▶ Input material:
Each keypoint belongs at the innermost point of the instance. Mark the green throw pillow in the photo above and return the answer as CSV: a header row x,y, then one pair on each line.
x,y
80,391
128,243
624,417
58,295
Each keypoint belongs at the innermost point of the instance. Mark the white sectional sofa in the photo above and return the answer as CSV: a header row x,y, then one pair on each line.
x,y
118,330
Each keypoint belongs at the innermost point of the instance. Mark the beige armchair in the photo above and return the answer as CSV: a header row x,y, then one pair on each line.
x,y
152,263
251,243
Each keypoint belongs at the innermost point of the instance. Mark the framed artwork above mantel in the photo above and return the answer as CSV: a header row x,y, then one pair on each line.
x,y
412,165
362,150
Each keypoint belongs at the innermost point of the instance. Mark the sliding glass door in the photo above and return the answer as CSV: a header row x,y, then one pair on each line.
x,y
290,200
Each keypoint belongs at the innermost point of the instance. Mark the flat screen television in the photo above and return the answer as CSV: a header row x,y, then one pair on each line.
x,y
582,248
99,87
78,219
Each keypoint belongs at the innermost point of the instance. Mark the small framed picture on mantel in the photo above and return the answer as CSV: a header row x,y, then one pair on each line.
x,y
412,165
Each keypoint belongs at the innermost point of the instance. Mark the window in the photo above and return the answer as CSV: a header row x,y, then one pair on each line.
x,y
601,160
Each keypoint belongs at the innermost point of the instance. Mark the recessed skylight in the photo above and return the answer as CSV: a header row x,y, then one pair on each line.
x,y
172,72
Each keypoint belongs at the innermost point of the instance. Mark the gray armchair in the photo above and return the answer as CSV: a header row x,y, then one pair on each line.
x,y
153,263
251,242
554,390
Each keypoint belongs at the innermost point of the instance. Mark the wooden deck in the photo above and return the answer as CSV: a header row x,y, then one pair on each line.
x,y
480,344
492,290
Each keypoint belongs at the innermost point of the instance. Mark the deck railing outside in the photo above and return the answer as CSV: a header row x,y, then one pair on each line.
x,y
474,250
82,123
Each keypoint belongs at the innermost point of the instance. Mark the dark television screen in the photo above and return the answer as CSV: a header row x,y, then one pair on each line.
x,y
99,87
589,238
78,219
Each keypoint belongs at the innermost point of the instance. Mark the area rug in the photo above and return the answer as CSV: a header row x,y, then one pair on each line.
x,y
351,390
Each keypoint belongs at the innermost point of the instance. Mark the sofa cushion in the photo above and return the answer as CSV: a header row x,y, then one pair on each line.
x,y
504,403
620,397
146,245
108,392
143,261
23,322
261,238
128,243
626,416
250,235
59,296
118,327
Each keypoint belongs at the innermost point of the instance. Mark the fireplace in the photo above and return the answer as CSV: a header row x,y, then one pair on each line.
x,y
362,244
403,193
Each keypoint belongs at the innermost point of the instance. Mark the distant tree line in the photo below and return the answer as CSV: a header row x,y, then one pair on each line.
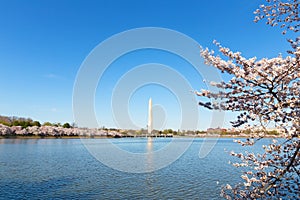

▶ Aim of the task:
The copy must match each record exactly, apart from the images, which stay out.

▶ Task result:
Each keypoint belongs at the innermost point of the instance. Mark the green throw pillow in the photo above and return the answer as CSV: a header row x,y, then one pair on each line.
x,y
80,391
128,243
624,417
58,295
Each keypoint belongs at the innermost point of the instance. Mark the white sectional sofa in the photo above and return the answer as CSV: a header row x,y, then one pair on each line.
x,y
118,330
Each keypoint belongs at the innermost point of the instance. Mark the beige armchair in the photo above and return the answer as CSV: a header row x,y, then one pair on each line.
x,y
152,263
251,243
Each keypoint belongs at the innermost point of the instance. Mark the framed artwork above mantel in the photo above and return the answer as CSV: a header row x,y, then one pair on each line.
x,y
412,165
362,150
Each keypoint belongs at the innermost point of the instance. Mark the sliding glass door in the photo above and return the answer as CSV: a header row x,y, then one pair on each line.
x,y
290,200
Each keypoint belongs at the innermost point of the instance. Mark the flat screen television in the photo above and return the answer as CSV: a header row x,y, then one pair on each line.
x,y
582,248
99,87
78,219
Each keypoint belongs at the innermost point of the instance. Mark the small framed picture on mantel in the photo above and return the answer as CSV: a header row x,y, then one pair on each line.
x,y
412,165
Each keypoint belongs at the innermost point of the instance. Mark the window in the photo above and return the answer as CSV: a header row x,y, then one pair on each line.
x,y
601,160
Each keypoint belongs at the innermost point of the instance. Mark the recessed skylight in the photo above and return the answer as CSV: a header row x,y, then one pair on each line.
x,y
172,72
Each keypoint belongs at the innermost point of the instance. Mark the gray armchair in the photo above and return the answer as CSV: a header row x,y, then one pair on each line.
x,y
153,263
251,242
554,390
Each keypoint belongs at the innermost point of the instance. Mark the wooden deck in the photo above and return the answer as CSV: a header row x,y, then one pair on each line.
x,y
480,344
492,290
Each keypoint belongs at the innermost point of the instance. Mark the deck railing outside in the photo above and return the answer as CSV: a header row x,y, then one pair on each line.
x,y
474,250
82,123
Each keypoint belongs at the innermost point of the instance. Mark the dark television screen in the photo above and return the answer as CSV: a header row x,y, then one pair on each line.
x,y
99,87
589,238
78,219
Each keypoint belongs at the innermost point of the instance. Mark the area rug in the photo above and return the answer as CSV: a header row x,y, then one pair on each line.
x,y
351,390
Each keypoint belongs at the innermost point of the instance. Mark the sofa cushion in the photo above and return the answer as CSV: a header row x,y, then one pair on each line.
x,y
504,403
620,397
146,245
108,392
143,261
23,322
261,238
128,243
626,416
250,235
59,296
118,327
Each keypoint belongs at the innermost point of the instance. Mark the fireplace in the photo above and return the answer as CSV: a header row x,y, then one pair on each line.
x,y
362,244
403,193
Each keypoint belongs at the innermost point of the instance. Mark the distant tree line in the photo below and return the answer as CSV: a header row x,y, then one pair on each line.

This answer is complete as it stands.